[Opening Passage shown section]

Friday, August 16, 2013

Noticed at the Farm

          




  Thus far, it has been unnecessary to shoot any other foxes.  The doubling of the dog guard of the ducks has prevented any additional attacks. The duck who fought beside Stretch and survived, and who had some injuries on his face and beak has healed completely. They SEEM relieved by the true watch dog I have stationed just outside the duck pen.

             I have also learned that too many shredded pine flakes on a concrete barn floor is unwise.  Sometimes you will see deep shredded pine flakes at an exhibition with horses, and this is indeed the way I started, but I am finding it to be unwise.  When the shavings are too deep more time is spent rifling through looking for horse stools and extracting them with tools. People are less likely to change all the shavings.  I use much less in terms of shavings now, and once they are wet, I remove them all, and then mop the wet area using water and Simple Green.  (Which I buy in giant bottles from Sam's Club)  Interestingly, changing a modest amount of pine shavings daily keeps the flies down, and this keeps the horses much happier than perhaps anything else I could do, except perhaps feeding them.

            It has been cooler this week, and this has translated into fewer horseflies, fewer white faced hornets, and generally happier horses.  We had three family birthdays this week, and one of my sons came to help me with the mucking on my birthday.   We finished in record time !  Hope your week and your weather has been wonderful.



For our purposes here, large shavings work better.  Our horses tend to urinate outside the stalls, so finer shredded pine isn't really needed to absorb the urine from the stall floor, and to prevent slipping.  


                                 
This weeks revelation should help us to contain costs a bit on the shavings.  You have no idea how many of these I use !




Sunday, August 4, 2013

Fox Troubles

      

Stretch is the tall boy at the back.


  Some years ago, a breeder near here bred different types of foxes for foxhunting, which is still a popular Virginia sport on horseback.   No one kills the foxes. They release them, the tri-color hounds chase them, and people on horseback chase the dogs. It all looks like a framed print on an English country home wall.   I have never done this, as I have never seen the point, but I know others who do.  The foxes are gathered afterward and no one gets hurt.   There was a flood in this area some years ago, and somehow this resulted in the freeing of a fairly large number of red and gray foxes.  These interbred fairly quickly and farms and forests in this area have a number of mixed red and gray foxes in large numbers.  We also have a few black foxes, which I have mentioned on another blog I write.
             Anytime nature is out of balance, problems occur.  Although we have never had problems with foxes at any of the homes we've had before, or any of the farms, a couple of years ago we began to have trouble with the foxes.   More than once a large fox challenged us, barking and growling as we left our home.  We spoke to the Department of Game and Inland Fisheries and found that a challenge from a fox either means that they consider that we are encroaching on their territory, or that they are rabid.  Rabies is endemic in this area, and there are attacks by rabid animals of many kinds.  We were told that we are to shoot to kill a fox who directly challenges us on our farm, especially near our residence.  We don't like killing anything, unless it is kill or be killed, but there were several close calls and they killed our large rooster, and some chickens despite solid chicken housing. We have actually been afraid that the foxes might target and kill our two farm cats.

[Closing Passage shown section]
[Opening Stored data section]

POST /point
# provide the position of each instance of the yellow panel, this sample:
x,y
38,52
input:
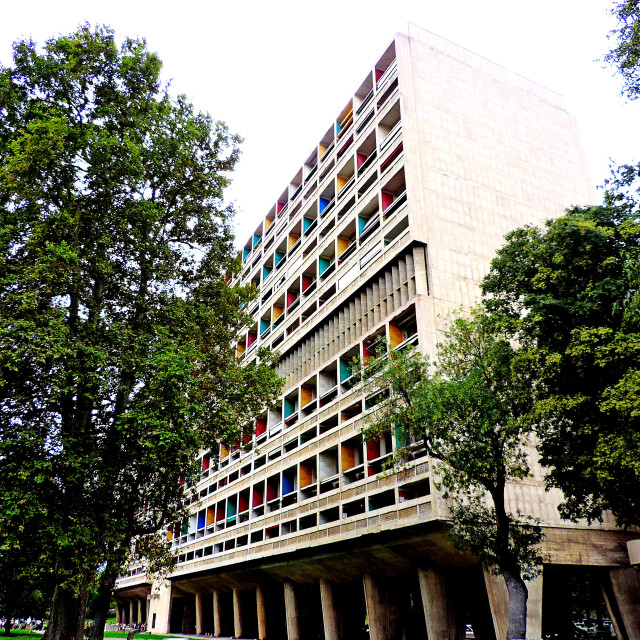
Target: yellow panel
x,y
306,396
346,117
348,457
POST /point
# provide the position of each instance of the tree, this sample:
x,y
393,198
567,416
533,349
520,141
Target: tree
x,y
625,55
472,414
568,294
117,322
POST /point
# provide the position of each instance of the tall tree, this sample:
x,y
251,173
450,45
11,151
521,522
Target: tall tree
x,y
471,413
568,293
117,322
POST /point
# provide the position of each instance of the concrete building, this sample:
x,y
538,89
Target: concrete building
x,y
389,223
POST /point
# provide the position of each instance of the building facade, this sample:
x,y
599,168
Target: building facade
x,y
389,224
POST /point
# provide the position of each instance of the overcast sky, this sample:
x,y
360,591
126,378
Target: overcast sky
x,y
279,72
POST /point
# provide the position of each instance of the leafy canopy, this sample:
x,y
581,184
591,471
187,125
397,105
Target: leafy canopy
x,y
625,55
470,411
569,295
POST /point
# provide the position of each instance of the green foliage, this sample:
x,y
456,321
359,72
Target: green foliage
x,y
625,55
116,320
568,294
471,412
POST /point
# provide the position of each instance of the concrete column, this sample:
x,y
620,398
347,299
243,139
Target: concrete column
x,y
237,614
262,613
217,614
534,609
292,611
383,610
330,613
499,603
625,611
441,609
199,613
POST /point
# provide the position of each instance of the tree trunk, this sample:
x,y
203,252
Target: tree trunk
x,y
518,595
510,568
81,611
7,622
63,621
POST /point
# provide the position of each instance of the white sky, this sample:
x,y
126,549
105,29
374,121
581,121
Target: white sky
x,y
278,72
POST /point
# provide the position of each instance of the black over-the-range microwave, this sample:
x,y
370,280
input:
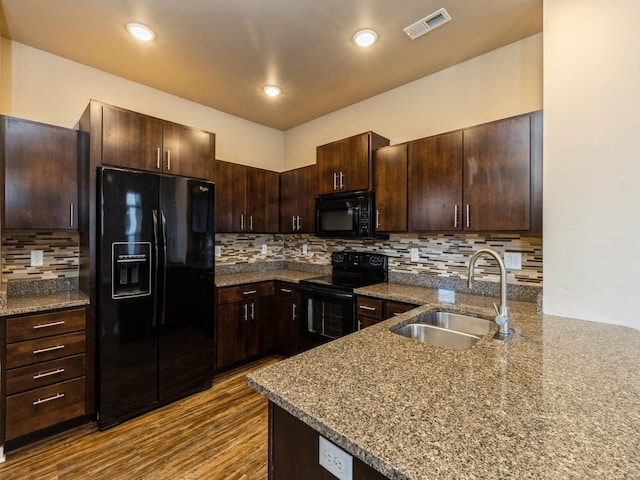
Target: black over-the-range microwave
x,y
345,215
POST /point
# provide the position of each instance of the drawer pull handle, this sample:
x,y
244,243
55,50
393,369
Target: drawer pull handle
x,y
49,349
48,399
45,325
48,374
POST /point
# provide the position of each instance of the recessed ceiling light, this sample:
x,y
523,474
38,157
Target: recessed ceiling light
x,y
141,32
272,90
364,38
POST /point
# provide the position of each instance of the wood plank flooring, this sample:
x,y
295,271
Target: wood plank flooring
x,y
217,434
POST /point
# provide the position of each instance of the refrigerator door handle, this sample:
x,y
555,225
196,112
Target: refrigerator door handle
x,y
163,317
154,320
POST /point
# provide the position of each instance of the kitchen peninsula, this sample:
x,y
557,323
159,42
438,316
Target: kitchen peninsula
x,y
559,399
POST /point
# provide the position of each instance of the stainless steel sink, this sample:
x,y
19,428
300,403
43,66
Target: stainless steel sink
x,y
451,330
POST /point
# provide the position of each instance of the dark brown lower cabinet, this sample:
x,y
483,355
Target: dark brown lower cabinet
x,y
293,451
287,308
245,326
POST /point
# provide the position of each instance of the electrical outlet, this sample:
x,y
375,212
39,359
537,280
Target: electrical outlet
x,y
338,462
37,258
513,260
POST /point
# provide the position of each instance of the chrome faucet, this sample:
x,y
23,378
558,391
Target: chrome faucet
x,y
502,314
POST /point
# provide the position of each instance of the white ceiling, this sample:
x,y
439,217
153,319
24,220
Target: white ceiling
x,y
221,52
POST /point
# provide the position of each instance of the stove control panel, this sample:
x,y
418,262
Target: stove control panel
x,y
356,260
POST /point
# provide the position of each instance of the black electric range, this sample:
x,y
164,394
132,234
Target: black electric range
x,y
328,302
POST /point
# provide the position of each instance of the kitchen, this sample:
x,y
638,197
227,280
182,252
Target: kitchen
x,y
572,241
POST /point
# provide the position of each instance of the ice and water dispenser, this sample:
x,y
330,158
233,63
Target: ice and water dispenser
x,y
131,269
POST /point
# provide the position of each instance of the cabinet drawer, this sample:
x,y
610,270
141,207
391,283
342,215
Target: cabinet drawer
x,y
247,291
45,373
53,323
36,409
287,290
369,307
364,322
393,308
44,349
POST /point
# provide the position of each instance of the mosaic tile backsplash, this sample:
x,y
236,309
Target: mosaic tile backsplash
x,y
61,256
443,259
442,256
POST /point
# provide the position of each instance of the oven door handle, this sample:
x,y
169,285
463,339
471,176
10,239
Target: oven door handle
x,y
326,292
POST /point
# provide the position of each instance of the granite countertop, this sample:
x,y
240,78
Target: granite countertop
x,y
17,305
293,276
559,399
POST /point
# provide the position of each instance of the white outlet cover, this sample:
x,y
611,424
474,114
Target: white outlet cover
x,y
513,260
338,462
37,258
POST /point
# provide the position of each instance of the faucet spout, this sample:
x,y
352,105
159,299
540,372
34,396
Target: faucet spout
x,y
502,317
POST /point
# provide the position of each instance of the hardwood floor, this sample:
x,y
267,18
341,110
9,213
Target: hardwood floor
x,y
217,434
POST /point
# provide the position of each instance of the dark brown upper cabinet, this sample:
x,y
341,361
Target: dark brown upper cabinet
x,y
40,168
483,178
246,199
347,165
435,183
297,200
391,188
133,140
498,175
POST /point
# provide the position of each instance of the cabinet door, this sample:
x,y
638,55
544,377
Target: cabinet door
x,y
288,201
287,311
391,188
262,201
355,163
435,183
231,331
497,175
264,327
307,191
187,151
230,181
131,140
328,162
297,200
40,176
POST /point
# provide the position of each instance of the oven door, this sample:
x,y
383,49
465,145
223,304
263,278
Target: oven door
x,y
325,314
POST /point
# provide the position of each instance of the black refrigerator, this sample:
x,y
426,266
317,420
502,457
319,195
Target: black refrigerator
x,y
156,302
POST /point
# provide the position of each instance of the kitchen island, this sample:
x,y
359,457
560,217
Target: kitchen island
x,y
559,399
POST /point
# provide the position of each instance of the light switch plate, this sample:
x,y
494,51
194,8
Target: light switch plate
x,y
37,258
513,260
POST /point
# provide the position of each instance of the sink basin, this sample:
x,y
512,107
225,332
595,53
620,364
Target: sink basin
x,y
451,330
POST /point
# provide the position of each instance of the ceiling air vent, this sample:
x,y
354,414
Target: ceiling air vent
x,y
428,23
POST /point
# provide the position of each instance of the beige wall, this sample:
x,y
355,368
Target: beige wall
x,y
499,84
43,87
591,160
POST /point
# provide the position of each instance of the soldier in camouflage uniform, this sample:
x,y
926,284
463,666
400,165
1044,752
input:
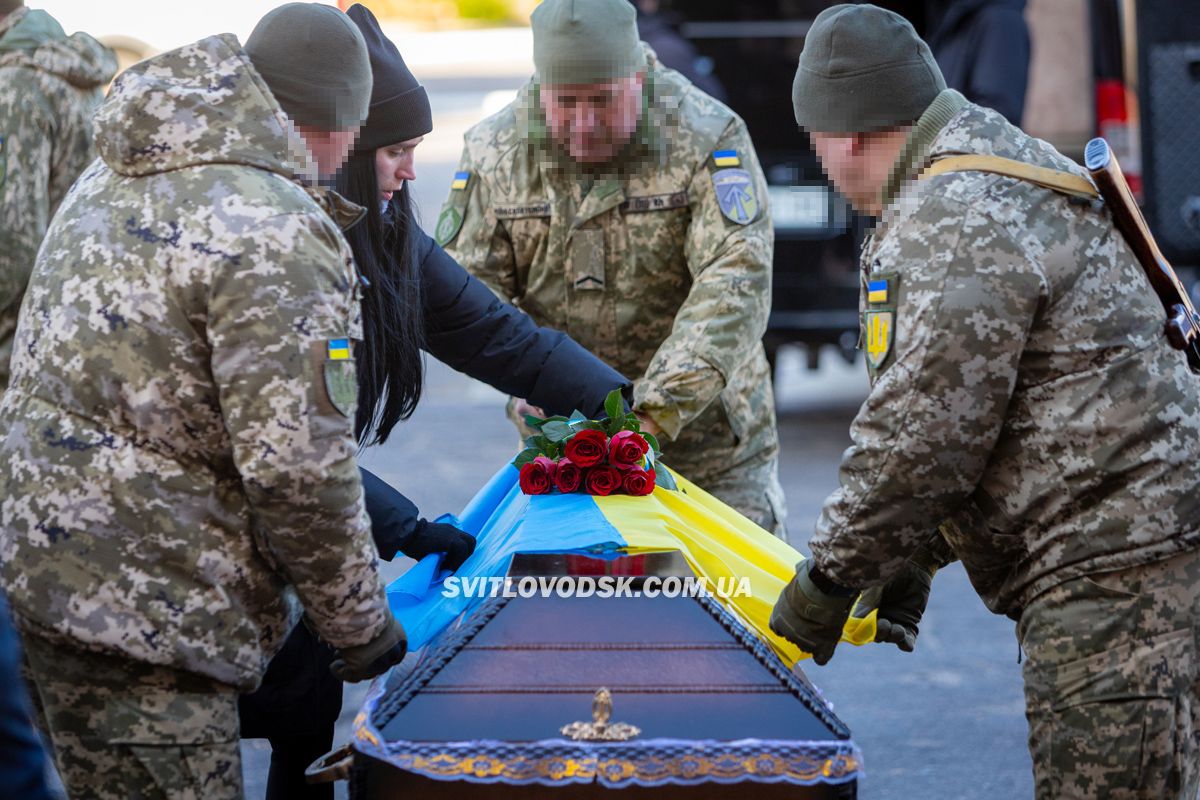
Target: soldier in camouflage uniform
x,y
1023,392
655,256
49,85
179,459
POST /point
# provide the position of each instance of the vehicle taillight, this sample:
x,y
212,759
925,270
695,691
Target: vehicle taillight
x,y
1116,120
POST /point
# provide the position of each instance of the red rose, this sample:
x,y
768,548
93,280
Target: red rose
x,y
587,447
637,482
568,476
601,480
538,476
627,449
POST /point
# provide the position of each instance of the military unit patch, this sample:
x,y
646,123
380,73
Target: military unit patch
x,y
735,194
339,349
879,328
449,222
877,290
342,385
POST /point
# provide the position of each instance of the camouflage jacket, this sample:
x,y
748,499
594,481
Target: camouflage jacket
x,y
645,269
49,85
1023,386
178,432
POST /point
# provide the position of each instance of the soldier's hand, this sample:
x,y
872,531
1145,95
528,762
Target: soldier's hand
x,y
365,661
439,537
521,408
900,602
648,425
810,617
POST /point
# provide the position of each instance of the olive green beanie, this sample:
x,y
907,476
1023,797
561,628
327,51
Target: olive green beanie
x,y
863,68
586,41
315,61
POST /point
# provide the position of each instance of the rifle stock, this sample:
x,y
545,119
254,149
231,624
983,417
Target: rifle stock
x,y
1182,322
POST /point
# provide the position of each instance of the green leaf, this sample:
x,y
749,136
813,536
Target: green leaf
x,y
664,479
557,431
612,404
525,457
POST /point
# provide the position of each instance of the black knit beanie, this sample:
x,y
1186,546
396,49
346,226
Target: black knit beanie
x,y
400,108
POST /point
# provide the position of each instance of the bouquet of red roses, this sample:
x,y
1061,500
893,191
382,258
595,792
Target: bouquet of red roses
x,y
609,456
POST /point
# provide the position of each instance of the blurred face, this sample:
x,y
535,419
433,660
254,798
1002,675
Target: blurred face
x,y
394,166
329,149
859,163
593,121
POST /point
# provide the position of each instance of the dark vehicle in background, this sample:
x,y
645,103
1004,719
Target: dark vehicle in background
x,y
1087,55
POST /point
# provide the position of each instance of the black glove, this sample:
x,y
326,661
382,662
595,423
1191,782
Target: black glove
x,y
439,537
365,661
811,612
900,602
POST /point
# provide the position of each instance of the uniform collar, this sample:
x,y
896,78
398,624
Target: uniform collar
x,y
917,149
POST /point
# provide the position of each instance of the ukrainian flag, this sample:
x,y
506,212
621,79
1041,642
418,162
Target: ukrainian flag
x,y
717,542
726,157
339,349
877,292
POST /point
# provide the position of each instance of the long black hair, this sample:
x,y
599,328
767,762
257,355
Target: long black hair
x,y
390,364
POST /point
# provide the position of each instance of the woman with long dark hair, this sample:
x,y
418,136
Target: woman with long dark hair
x,y
415,300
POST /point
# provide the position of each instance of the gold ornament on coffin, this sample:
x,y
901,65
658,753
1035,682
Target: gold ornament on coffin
x,y
600,729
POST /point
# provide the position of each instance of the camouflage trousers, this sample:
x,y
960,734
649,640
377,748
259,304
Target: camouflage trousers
x,y
1113,686
127,731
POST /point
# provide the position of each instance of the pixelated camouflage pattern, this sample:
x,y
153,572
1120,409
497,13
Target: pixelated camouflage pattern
x,y
124,729
1030,397
49,85
173,457
1113,684
643,270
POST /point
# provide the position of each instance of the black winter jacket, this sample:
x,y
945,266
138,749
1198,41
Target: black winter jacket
x,y
469,329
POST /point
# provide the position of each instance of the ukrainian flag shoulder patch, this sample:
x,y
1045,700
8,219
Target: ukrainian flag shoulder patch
x,y
726,158
877,290
339,349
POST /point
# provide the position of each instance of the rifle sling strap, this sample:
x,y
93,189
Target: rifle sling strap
x,y
1050,179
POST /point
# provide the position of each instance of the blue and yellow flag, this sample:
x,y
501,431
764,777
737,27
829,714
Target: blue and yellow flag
x,y
339,349
726,157
718,542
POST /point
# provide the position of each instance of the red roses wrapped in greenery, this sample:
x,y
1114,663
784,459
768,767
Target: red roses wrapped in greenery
x,y
601,457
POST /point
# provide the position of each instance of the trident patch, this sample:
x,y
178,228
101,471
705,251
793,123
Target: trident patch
x,y
735,194
879,329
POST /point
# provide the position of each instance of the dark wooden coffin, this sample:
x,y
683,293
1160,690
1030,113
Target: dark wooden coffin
x,y
481,711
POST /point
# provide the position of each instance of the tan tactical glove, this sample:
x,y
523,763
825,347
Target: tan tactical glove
x,y
364,661
810,615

[Closing Stored data section]

Tasks and exercises:
**a.** In the farm blog, take the stretch starting at "Thus far, it" and ending at "the duck pen.", and change "watch dog" to "guard dog" within it.
**b.** Write what comes next in the farm blog, picking up after its last sentence about the fox troubles.
The items are separate material from the farm blog.

Set of answers:
**a.**
Thus far, it has been unnecessary to shoot any other foxes.  The doubling of the dog guard of the ducks has prevented any additional attacks. The duck who fought beside Stretch and survived, and who had some injuries on his face and beak has healed completely. They SEEM relieved by the true guard dog I have stationed just outside the duck pen.

**b.**
             Last year we shot one large very aggressive red fox on our property, and we were lucky it died before reaching us.  The wrong caliber round can go right through such an animal, allowing it to attack you before it eventually dies. The trick is to select the correct round to end the life of any animal you must eliminate, without passing through it, and causing it to dump possibly rabies contaminated blood everywhere.  In addition, anytime you must eliminate an animal, you want it to suffer as little as possible and simply remove it from play.  We thought that taking out the "King of the Den" would cause the others to relocate, deeper into the thousands of acres of forest which we do not own and do not frequent.
             We were wrong. This year, quite a crop of young male foxes could be seen stalking our animals.   When one was menacing to one of our sons in the garden, we killed it.   We still felt badly when given no real choice.  We thought the ones remaining would move on, since we believe them to be close by when we had to shoot.  Last night one of them crawled into our duck pen, broke the neck of one of our large white Silky Swede male ducks (his name was Stretch) but could not carry it out of the pen.  He ate most of Stretches body right there in the pen.  This means others will be back tonight.
             Not only are we out Stretch the Silky Swede duck, but now we have to shoot other foxes who likely will be back tonight to get food for the remaining members of their den.  Foxes may be very beautiful, but they can be very vicious and quite dangerous.  The high numbers locally cause them to become more aggressive and more willing to take risks and to challenge human beings.
            My only relief in this is that foxes kill quickly usually breaking the neck of the subject animal, so Stretch likely didn't know what hit him, and likely did not suffer.  I will try to return the favor for the fox.
I will also double the dog guard outside the duck pens at night.


This is the link from my post on one of our other blogs regarding a black fox:

http://learnedfromdaniel.blogspot.com/2011/11/rare-black-fox.html




Friday, August 2, 2013

When Horses Escape

          
This is a picture snapped by my husband's cell phone. Here they are getting ready to return to their barn.



   We had a thunderstorm this evening, and although the horses could leave the pasture and enter their stalls, and usually would, they apparently didn't.  The thunder was louder than normal and there was more lightning than usual.  I feed the horses around five o'clock, and then after they have had a chance to eat, dance and frolic, I put each of them in their stalls around eight or nine pm, depending upon the season. I don't like to have them out in the dark, particularly after dark when the bats come out.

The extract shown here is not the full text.